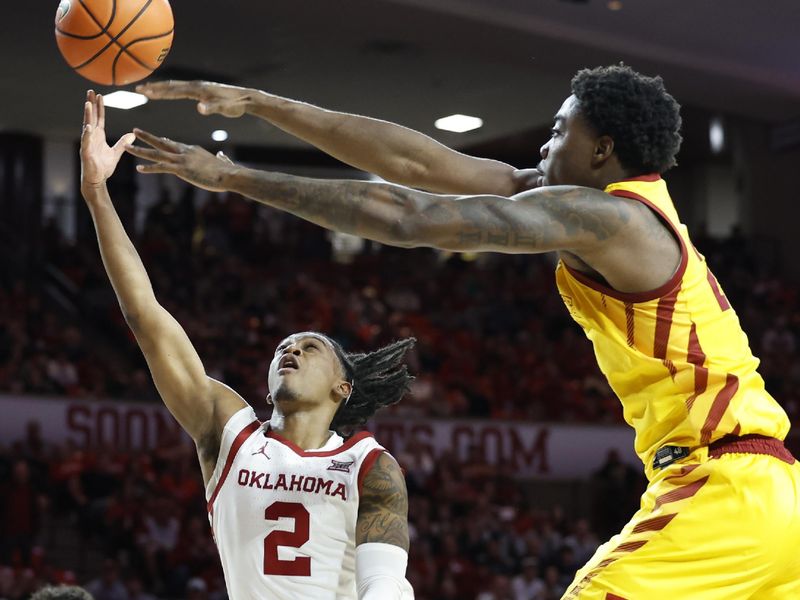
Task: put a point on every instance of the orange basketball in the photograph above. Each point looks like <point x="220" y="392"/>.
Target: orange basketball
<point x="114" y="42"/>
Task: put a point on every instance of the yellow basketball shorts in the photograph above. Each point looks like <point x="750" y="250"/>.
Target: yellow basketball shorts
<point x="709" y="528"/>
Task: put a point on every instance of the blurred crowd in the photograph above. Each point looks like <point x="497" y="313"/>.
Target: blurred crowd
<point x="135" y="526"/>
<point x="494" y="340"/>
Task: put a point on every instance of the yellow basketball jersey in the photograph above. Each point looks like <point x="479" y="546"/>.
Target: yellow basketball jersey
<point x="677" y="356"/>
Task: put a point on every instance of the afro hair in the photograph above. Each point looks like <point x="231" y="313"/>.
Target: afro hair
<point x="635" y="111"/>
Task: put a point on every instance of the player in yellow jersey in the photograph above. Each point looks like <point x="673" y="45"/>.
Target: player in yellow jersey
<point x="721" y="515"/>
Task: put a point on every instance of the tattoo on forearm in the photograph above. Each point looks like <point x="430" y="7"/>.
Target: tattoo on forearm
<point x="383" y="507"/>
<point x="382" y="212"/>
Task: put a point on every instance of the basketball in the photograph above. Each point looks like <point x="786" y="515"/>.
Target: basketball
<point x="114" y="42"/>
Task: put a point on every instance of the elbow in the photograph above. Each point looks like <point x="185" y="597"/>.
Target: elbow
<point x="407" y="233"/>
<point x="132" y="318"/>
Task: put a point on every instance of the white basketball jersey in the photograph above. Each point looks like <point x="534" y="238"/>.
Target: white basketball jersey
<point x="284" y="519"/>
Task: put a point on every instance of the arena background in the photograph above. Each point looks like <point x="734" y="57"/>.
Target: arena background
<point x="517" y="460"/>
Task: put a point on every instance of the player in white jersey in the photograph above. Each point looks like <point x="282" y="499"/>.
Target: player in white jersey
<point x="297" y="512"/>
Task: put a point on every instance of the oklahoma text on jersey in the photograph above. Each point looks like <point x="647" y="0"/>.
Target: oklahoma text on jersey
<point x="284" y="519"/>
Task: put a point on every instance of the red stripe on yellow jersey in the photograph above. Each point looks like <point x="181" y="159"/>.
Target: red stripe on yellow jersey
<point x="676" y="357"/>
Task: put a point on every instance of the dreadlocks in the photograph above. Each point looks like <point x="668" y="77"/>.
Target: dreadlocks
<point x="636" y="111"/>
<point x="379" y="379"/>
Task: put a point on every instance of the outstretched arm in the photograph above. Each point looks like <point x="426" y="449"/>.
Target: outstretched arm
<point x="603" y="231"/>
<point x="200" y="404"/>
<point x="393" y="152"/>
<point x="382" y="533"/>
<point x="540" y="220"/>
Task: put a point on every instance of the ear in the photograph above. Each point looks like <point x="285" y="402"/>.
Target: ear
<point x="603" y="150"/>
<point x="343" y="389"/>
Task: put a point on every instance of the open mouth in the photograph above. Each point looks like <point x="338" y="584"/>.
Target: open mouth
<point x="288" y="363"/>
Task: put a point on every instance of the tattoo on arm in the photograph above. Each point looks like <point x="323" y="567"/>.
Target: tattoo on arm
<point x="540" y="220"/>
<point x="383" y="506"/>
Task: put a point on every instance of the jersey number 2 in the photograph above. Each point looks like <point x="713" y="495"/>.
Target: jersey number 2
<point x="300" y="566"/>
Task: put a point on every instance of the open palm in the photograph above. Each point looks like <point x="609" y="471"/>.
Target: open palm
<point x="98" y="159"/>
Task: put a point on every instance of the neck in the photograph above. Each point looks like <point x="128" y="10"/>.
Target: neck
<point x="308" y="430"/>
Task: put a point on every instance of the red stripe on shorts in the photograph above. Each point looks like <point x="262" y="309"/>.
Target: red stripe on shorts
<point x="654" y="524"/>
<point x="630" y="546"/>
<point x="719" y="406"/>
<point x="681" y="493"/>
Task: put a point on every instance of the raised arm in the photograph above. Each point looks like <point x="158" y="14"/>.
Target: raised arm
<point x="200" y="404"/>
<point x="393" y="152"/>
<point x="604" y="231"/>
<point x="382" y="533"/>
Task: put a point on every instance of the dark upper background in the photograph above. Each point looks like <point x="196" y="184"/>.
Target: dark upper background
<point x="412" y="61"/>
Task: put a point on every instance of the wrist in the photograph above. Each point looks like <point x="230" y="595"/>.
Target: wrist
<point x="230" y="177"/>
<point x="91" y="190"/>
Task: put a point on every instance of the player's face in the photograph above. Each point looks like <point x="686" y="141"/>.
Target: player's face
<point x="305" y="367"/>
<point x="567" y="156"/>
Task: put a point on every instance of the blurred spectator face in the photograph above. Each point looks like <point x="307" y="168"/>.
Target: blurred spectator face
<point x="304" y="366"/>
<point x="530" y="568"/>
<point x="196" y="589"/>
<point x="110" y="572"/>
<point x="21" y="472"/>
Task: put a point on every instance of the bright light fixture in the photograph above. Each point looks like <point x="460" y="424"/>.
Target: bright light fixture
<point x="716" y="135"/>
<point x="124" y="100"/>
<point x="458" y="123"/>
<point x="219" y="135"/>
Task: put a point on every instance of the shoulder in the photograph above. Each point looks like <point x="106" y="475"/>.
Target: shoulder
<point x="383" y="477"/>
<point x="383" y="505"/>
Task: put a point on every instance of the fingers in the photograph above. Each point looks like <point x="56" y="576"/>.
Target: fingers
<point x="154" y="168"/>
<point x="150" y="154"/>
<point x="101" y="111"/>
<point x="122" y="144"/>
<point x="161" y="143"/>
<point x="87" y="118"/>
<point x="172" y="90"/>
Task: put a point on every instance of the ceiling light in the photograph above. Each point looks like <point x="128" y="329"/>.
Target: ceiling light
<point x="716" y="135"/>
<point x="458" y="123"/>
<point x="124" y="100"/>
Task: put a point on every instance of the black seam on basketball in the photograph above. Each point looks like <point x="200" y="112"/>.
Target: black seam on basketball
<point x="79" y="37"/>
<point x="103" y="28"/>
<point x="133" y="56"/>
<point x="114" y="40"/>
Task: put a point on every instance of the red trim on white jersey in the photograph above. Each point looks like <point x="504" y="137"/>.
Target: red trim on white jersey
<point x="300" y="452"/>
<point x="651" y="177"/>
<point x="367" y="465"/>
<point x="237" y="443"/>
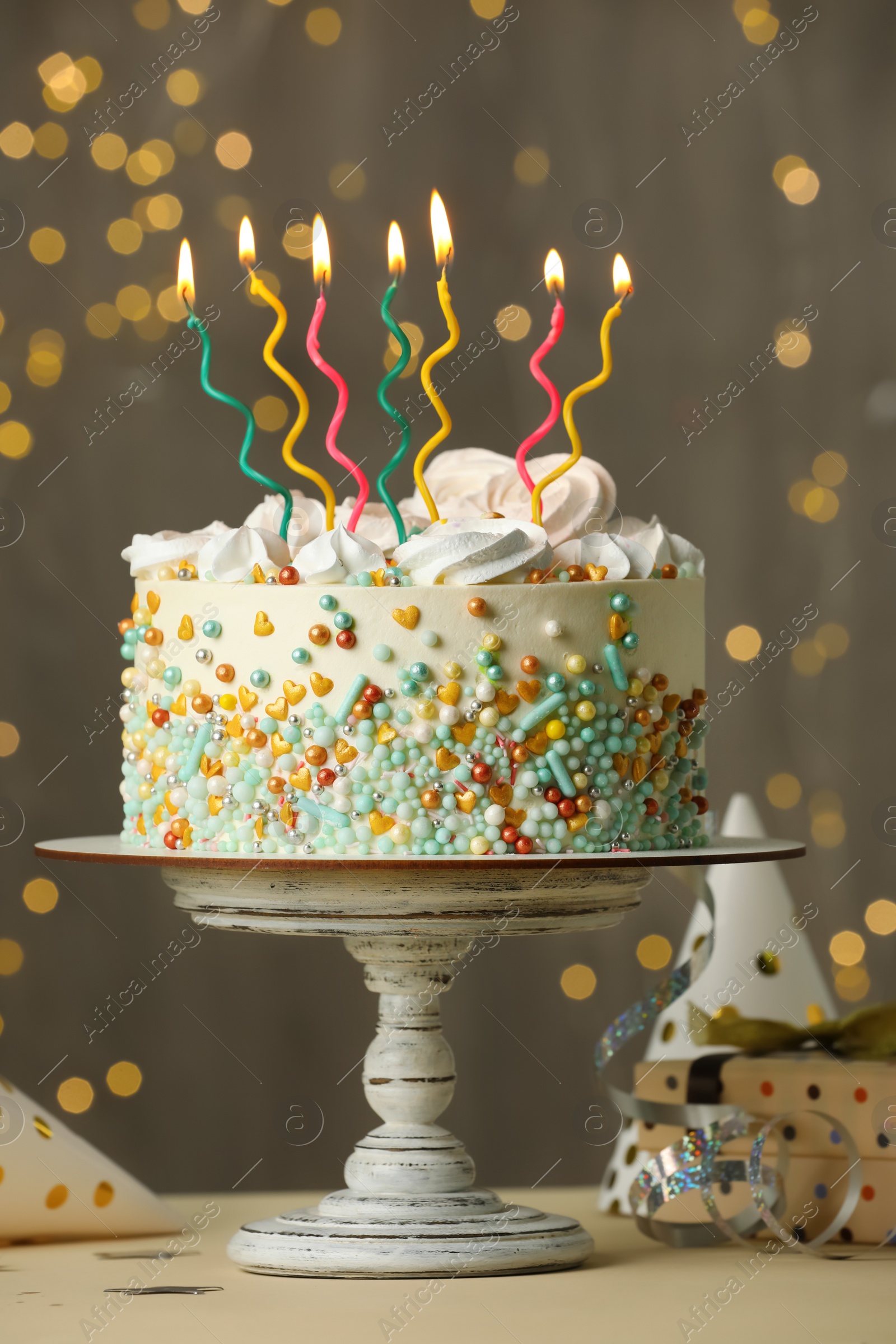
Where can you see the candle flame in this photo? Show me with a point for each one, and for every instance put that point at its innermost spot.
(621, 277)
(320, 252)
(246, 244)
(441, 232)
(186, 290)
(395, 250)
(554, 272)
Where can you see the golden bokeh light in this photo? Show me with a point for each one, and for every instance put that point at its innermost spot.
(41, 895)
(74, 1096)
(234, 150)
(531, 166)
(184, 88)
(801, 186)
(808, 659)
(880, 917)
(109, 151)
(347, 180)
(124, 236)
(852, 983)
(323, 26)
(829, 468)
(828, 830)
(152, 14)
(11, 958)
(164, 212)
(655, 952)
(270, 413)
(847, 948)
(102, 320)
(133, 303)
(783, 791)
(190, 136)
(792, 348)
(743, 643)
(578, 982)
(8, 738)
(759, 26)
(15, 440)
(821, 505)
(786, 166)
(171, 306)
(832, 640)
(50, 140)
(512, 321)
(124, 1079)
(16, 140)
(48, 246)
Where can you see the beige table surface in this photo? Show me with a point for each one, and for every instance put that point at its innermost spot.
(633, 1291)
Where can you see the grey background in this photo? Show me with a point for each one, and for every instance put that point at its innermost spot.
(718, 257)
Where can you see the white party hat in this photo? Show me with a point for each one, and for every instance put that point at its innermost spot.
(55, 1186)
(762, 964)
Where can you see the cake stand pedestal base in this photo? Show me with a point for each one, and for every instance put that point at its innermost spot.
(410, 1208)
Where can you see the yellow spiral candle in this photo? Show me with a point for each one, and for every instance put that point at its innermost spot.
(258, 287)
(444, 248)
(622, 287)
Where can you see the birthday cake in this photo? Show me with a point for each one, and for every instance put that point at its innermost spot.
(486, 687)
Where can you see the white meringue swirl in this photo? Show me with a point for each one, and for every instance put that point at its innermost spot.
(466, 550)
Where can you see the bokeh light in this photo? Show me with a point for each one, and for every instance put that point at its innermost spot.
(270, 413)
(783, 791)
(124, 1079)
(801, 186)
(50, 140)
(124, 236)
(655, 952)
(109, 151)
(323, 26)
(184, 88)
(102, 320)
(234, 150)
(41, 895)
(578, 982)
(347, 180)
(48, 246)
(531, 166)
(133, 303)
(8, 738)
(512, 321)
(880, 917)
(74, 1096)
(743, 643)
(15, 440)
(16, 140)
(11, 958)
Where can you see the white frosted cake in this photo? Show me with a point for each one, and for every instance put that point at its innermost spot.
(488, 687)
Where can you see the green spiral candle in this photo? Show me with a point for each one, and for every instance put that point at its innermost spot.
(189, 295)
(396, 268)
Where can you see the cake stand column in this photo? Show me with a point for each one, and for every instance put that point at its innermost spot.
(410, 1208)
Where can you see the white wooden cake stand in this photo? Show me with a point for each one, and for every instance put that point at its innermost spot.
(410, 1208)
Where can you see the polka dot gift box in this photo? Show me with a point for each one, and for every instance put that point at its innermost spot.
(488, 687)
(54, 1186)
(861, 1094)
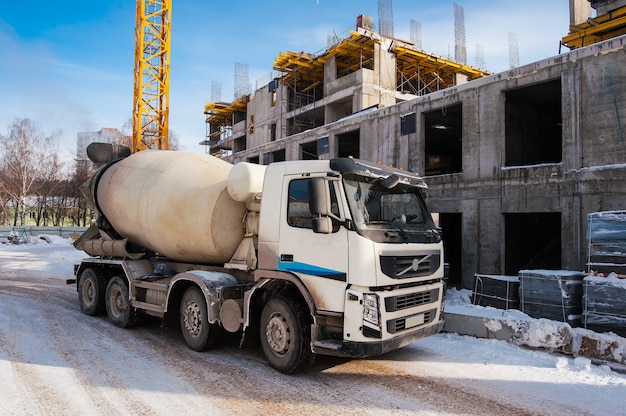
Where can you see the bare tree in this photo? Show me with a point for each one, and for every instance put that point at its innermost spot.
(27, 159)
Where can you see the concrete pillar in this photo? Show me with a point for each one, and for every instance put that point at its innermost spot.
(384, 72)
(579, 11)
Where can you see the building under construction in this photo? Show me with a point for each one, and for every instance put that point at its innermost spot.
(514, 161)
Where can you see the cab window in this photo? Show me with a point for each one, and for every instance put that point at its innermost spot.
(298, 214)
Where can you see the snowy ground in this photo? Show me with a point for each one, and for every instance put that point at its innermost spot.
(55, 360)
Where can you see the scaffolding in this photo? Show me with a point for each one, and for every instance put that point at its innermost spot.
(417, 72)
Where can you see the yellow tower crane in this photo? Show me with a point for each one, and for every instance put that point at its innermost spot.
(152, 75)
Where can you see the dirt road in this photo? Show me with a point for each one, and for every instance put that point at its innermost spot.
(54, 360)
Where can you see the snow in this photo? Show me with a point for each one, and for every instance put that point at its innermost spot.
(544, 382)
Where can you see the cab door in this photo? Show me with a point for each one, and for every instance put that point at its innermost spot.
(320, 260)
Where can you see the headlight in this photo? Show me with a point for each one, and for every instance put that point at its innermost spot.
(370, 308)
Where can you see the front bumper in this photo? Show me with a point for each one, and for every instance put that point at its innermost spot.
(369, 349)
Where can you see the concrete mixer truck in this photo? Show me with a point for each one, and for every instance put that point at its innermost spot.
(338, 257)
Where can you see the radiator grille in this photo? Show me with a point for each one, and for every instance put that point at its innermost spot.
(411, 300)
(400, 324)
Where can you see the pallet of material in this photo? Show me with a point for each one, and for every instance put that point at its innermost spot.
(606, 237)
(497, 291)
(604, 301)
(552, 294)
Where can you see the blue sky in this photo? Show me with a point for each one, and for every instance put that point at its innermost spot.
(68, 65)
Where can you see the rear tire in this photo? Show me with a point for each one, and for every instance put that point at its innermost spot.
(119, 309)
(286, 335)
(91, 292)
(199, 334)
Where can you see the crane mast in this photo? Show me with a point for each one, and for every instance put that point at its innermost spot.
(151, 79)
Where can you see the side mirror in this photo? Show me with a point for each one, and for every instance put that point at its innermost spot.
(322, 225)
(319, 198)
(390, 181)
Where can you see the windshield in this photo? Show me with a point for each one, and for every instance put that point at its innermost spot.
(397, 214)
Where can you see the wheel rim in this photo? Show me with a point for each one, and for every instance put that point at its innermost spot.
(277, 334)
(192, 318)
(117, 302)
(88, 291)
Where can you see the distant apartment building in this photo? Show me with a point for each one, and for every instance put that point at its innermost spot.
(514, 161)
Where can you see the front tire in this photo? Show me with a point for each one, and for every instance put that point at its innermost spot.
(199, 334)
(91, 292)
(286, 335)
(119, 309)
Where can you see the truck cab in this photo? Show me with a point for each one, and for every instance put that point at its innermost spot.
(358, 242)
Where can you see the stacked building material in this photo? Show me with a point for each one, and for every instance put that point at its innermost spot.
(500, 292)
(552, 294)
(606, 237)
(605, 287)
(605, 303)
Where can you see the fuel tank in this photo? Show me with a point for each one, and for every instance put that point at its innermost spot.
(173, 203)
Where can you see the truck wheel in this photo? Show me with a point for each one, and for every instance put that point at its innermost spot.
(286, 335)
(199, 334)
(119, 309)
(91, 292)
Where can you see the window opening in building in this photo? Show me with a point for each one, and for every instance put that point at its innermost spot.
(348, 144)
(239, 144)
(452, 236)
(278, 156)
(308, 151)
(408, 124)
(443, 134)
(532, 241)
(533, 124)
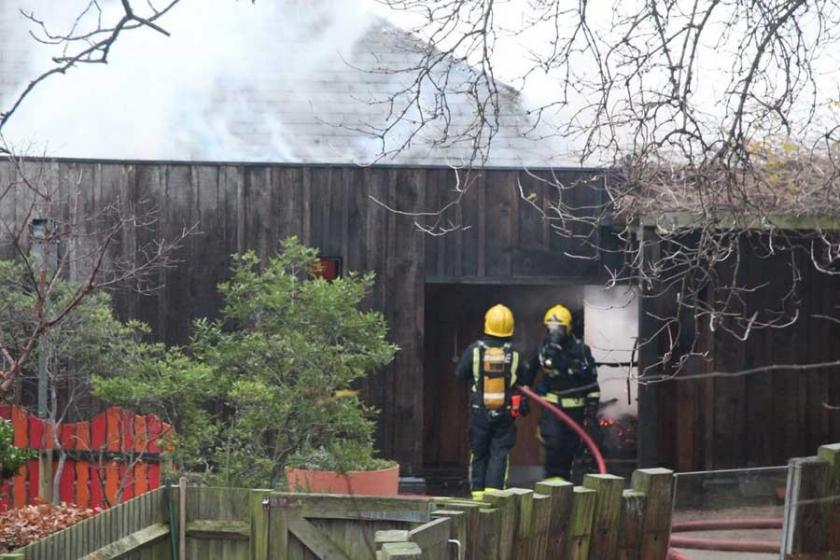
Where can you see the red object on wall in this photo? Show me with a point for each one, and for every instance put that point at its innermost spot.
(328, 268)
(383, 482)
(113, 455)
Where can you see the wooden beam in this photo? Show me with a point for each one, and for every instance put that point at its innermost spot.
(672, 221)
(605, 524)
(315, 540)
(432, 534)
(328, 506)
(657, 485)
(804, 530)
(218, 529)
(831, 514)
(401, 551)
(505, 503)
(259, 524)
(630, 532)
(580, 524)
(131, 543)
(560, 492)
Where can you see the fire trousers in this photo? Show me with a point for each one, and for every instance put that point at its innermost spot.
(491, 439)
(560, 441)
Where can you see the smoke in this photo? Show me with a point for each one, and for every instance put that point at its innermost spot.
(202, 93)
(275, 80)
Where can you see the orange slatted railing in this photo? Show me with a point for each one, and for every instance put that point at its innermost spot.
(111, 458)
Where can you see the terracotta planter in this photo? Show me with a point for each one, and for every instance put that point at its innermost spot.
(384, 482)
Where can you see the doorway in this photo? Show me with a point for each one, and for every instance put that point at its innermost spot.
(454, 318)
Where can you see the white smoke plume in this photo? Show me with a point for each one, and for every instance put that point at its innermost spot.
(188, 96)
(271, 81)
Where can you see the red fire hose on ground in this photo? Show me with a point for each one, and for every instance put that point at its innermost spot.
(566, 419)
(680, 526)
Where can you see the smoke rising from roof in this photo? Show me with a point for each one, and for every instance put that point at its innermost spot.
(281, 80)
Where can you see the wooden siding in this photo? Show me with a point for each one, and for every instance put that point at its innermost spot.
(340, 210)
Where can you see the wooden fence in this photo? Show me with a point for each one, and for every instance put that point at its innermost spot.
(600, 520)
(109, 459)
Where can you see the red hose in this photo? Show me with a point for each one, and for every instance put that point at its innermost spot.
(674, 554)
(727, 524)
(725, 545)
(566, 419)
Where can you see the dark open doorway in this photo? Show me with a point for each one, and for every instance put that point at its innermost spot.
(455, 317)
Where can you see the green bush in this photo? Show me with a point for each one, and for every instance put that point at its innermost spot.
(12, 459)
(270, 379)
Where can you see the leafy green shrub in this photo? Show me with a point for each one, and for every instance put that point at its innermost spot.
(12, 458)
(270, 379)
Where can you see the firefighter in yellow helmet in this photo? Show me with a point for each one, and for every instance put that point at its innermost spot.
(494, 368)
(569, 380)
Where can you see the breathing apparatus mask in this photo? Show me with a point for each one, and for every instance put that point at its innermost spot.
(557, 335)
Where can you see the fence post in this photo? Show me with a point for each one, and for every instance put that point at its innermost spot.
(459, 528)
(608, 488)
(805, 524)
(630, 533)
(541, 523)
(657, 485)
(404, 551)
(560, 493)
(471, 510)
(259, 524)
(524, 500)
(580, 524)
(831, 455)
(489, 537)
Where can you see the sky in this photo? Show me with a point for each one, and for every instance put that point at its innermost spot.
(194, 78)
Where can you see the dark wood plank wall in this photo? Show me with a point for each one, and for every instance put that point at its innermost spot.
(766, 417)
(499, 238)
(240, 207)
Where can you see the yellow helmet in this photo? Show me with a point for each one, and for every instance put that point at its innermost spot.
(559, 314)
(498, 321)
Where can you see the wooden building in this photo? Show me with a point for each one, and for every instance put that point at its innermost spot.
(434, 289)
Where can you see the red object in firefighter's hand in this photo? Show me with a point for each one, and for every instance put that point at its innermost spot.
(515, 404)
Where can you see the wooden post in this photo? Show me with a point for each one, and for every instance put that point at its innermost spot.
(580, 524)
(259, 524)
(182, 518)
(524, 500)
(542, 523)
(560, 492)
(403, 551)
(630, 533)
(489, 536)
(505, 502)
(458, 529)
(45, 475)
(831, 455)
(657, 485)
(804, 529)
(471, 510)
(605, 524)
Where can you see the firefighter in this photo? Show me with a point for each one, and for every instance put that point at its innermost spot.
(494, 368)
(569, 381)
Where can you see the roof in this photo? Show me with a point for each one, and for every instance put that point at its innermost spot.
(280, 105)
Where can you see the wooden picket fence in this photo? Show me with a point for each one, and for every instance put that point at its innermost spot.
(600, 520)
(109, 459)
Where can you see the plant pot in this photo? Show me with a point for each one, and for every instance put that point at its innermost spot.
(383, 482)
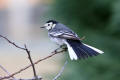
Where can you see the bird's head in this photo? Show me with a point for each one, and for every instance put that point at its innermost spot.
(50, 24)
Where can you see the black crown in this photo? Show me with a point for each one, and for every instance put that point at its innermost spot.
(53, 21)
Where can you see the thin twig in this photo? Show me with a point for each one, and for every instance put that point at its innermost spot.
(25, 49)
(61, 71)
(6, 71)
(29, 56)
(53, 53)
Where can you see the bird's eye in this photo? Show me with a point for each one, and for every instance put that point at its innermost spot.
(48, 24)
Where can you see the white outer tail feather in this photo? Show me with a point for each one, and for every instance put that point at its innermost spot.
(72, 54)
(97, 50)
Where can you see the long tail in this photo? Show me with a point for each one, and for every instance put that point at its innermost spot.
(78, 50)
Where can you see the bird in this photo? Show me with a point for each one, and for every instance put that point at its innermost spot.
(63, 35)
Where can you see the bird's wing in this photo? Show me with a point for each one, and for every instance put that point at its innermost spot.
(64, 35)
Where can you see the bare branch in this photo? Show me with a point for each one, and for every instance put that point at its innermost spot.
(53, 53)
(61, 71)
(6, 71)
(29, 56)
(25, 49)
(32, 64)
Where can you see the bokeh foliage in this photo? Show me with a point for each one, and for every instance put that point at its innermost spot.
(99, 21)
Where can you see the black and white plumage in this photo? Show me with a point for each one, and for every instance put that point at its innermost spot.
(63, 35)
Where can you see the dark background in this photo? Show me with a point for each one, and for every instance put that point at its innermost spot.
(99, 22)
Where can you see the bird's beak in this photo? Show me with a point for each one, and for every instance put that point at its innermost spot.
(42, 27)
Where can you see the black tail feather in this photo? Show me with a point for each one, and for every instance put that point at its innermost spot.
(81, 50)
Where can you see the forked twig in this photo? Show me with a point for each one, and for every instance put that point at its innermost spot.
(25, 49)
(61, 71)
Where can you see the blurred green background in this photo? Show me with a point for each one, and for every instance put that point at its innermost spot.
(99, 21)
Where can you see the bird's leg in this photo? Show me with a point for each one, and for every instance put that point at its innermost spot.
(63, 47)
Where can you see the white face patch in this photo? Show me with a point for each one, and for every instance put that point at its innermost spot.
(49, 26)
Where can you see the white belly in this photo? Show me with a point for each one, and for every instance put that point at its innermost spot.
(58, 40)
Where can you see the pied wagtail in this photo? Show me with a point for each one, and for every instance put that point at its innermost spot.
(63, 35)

- - - - -

**Exercise brief**
Repeat the entries above verbatim, but only from the line that has "Target: raised arm" down to the line that has "Task: put a point on every instance of the ceiling", inclusive.

**Result below**
Target: raised arm
<point x="200" y="404"/>
<point x="393" y="152"/>
<point x="604" y="231"/>
<point x="382" y="533"/>
Task: put a point on every instance of the dark upper background in the photograph above. Each point looks like <point x="196" y="184"/>.
Target: dark upper background
<point x="412" y="61"/>
Task: put a point on every instance of the wrist in the photograph above. Each point looks like <point x="230" y="595"/>.
Target: wrist
<point x="230" y="177"/>
<point x="91" y="190"/>
Task: put a point on every instance of the player's face in the photograph above. Each point looks like <point x="686" y="141"/>.
Target: player's face
<point x="305" y="367"/>
<point x="567" y="156"/>
Task: put a point on every instance of the blurred spectator face in the photograph above. Each point looks like <point x="307" y="168"/>.
Target: blurred spectator face
<point x="304" y="366"/>
<point x="530" y="568"/>
<point x="196" y="589"/>
<point x="110" y="572"/>
<point x="21" y="472"/>
Task: put a point on every instance of the bright light fixture in the photograph above. Each point looks like <point x="460" y="424"/>.
Target: bright light fixture
<point x="716" y="135"/>
<point x="124" y="100"/>
<point x="458" y="123"/>
<point x="219" y="135"/>
Task: put a point on every instance of the shoulder in the photograph above. Each point looks like <point x="106" y="475"/>.
Target: shoulder
<point x="383" y="477"/>
<point x="383" y="505"/>
Task: put a point on every instance of the fingers in the photograph above. Each point looks like <point x="56" y="576"/>.
Target: fingers
<point x="154" y="168"/>
<point x="150" y="154"/>
<point x="101" y="111"/>
<point x="122" y="144"/>
<point x="161" y="143"/>
<point x="87" y="118"/>
<point x="172" y="90"/>
Task: put a point on every instance of the ceiling light in the photograph above. Each point looks like <point x="128" y="329"/>.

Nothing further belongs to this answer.